**** TEXTO DE ORIGEN ****

Nos topamos con que las verdaderas causas resultan muy difíciles de conocer, si no realmente imposibles. Siempre hemos creído que la ciencia se encarga de investigar y descubrir las causas de los fenómenos que observamos, pero debemos tener cautela. Aceptamos que la filosofía es muy atinada para preguntar, pero no ha sido así para responder, como muestra el hecho de que seguimos preguntándonos las mismas cuestiones que Platón formuló. Las ciencias se independizaron y pasaron a ocuparse de las causas inmediatas de los fenómenos, en tanto que las causas últimas le quedaron a la filosofía. Por eso la filosofía vigila –filosofía de la ciencia- el preguntar de los científicos, pero deja que estos aborden las causas inmediatas, donde la observación, los datos y los experimentos son determinantes.

Las causas de los fenómenos se suelen organizar en cadenas, de modo que toda causa tiene a su vez una causa, lo que nos lleva en una regresión que cada vez es más difícil de resolver, hasta que llegamos al origen último. Para el caso de la física, la más dura de las ciencias fácticas, esto termina en una singularidad, punto último en el que ya no aplican las leyes físicas que conocemos. La ciencia ya no puede responder, pues su principal herramienta –las leyes de la naturaleza- no son útiles. Y si a todo fenómeno le podemos aplicar la cadena de causalidad, como hasta ahora nos parece, la ciencia en realidad no trabaja con las verdaderas causas. Mucho menos con las intenciones o propósitos de los fenómenos naturales -¿para qué?- Debemos cambiar la pregunta y aceptar que solo podemos llegar a las causas inmediatas, que si bien se ve, no son causas en realidad, pues a su vez son causadas. ¿Recuerdan el motor inmóvil y la causa incausada de la filosofía clásica?

**** BLOQUE DE DATOS ****

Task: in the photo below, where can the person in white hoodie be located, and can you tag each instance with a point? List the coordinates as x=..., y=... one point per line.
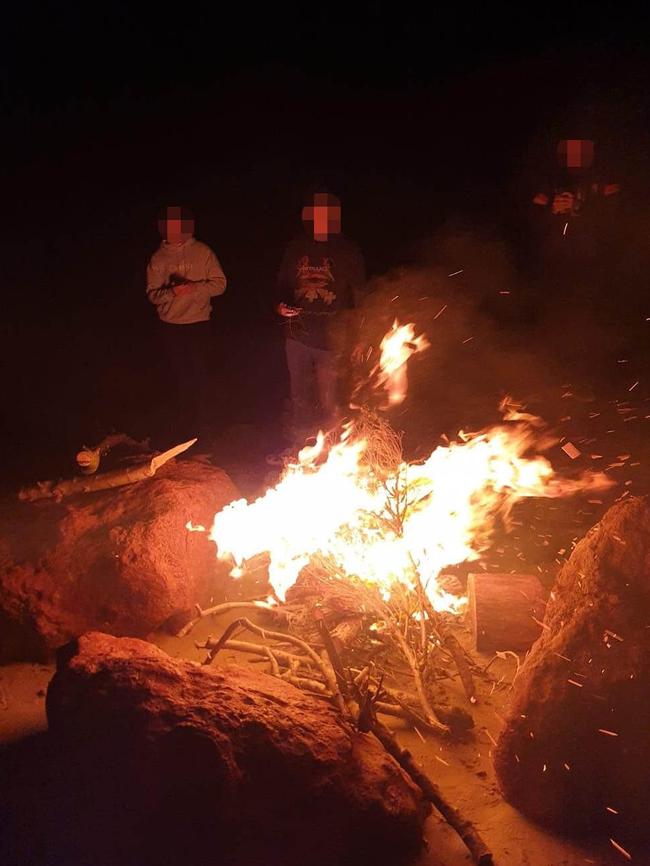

****

• [TAREA A]:
Reproduce del texto sobre las causas todo lo que va desde "Nos topamos con" hasta "experimentos son determinantes.".
• [TAREA B]:
Continúa el texto sobre las causas de los fenómenos a partir de su última oración.

• [RESPUESTA A]:
Nos topamos con que las verdaderas causas resultan muy difíciles de conocer, si no realmente imposibles. Siempre hemos creído que la ciencia se encarga de investigar y descubrir las causas de los fenómenos que observamos, pero debemos tener cautela. Aceptamos que la filosofía es muy atinada para preguntar, pero no ha sido así para responder, como muestra el hecho de que seguimos preguntándonos las mismas cuestiones que Platón formuló. Las ciencias se independizaron y pasaron a ocuparse de las causas inmediatas de los fenómenos, en tanto que las causas últimas le quedaron a la filosofía. Por eso la filosofía vigila –filosofía de la ciencia- el preguntar de los científicos, pero deja que estos aborden las causas inmediatas, donde la observación, los datos y los experimentos son determinantes.

• [RESPUESTA B]:
A fin de cuentas la ciencia tiene que cambiar su pregunta básica: en lugar de ¿por qué?, trabaja con ¿cómo? ¿Cómo los eventos que presenciamos han llegado a ser como los observamos? Así evitamos el problema de la regresión hasta el principio, del cual no sabemos responder realmente. Una vez que tenemos un supuesto, más allá del cual renunciamos a indagar con las herramientas que actualmente tenemos, las ciencias fácticas pueden intentar explicar cómo se han venido generando los cambios y cómo se espera que continúen. Así que la ciencia no puede contestar todo. En el fondo hay un gran misterio: la singularidad. Si no pretendemos desentrañar más allá de este punto, la ciencia nos podrá conducir con relativo éxito. Nada podemos decir de nuevas herramientas y conocimientos que aún no tenemos y que por lo tanto no podemos confiarles la conclusión de que llegaremos a entenderlo todo.

Entender los cómos nos ha permitido llegar hasta donde estamos y todavía queda mucho camino por recorrer antes de llegar  frente a la singularidad. Si alguna vez estamos en este punto, ya veremos qué hacer, pues se habría terminado el estímulo que a lo largo de la historia nos ha ms ha mantenido ocupados, con la esperanza de entender. Por lo pronto, estamos ante un universo inmenso del cual vemos solo una minúscula fracción, calculada en alrededor del 5%, de modo que la ciencia aún tiene un muy largo camino por recorrer, contestando preguntas acerca del cómo ha sucedido el cambio a partir de una minúscula fracción de segundo tras el big bang. Detrás de este no parece que tengamos muchas herramientas, y en todo caso, quizá logremos llegar hasta un estadio previo al big bang, pero no al origen mismo, el cual se habrá retraído más allá de nuestro alcance.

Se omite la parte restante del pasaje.